[Point labeling dataset excerpts]
::::

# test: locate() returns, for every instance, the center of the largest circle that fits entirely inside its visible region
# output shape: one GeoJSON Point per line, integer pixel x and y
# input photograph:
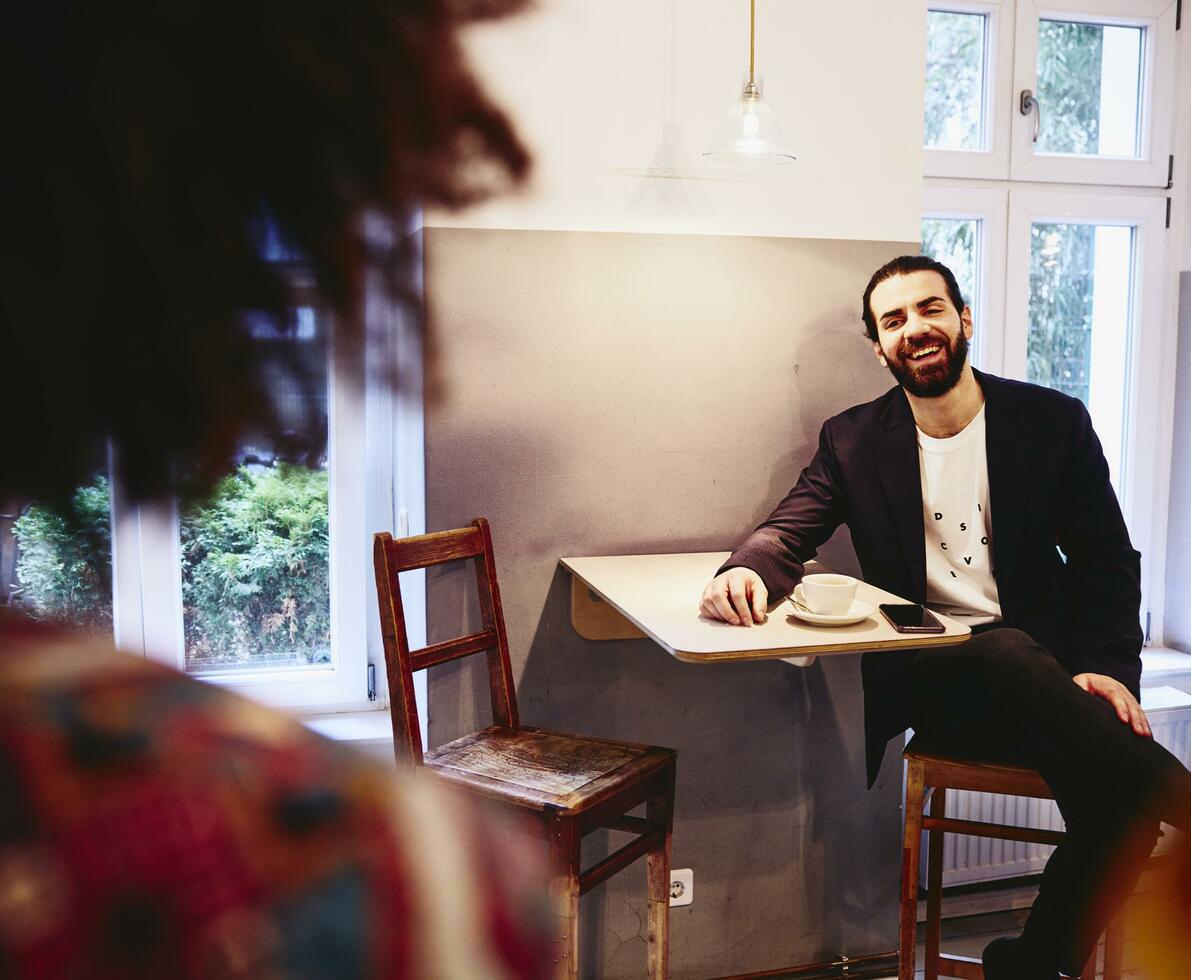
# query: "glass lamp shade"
{"type": "Point", "coordinates": [749, 133]}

::::

● Work to do
Render every line of the entries above as a Markdown table with the columns "Row" and "Line," numbering the rows and omitting blank lines. Leave the pictures out of the table.

● Solution for this problem
| Row | Line |
|---|---|
| 1 | # test: locate() returns, for every instance, the center of the largest circle that fits entirely inside its visible region |
| 2 | # output shape: one GeoJSON Point per line, integer pixel x and y |
| 3 | # input photograph: |
| 4 | # query: "glass lamp shade" |
| 5 | {"type": "Point", "coordinates": [749, 133]} |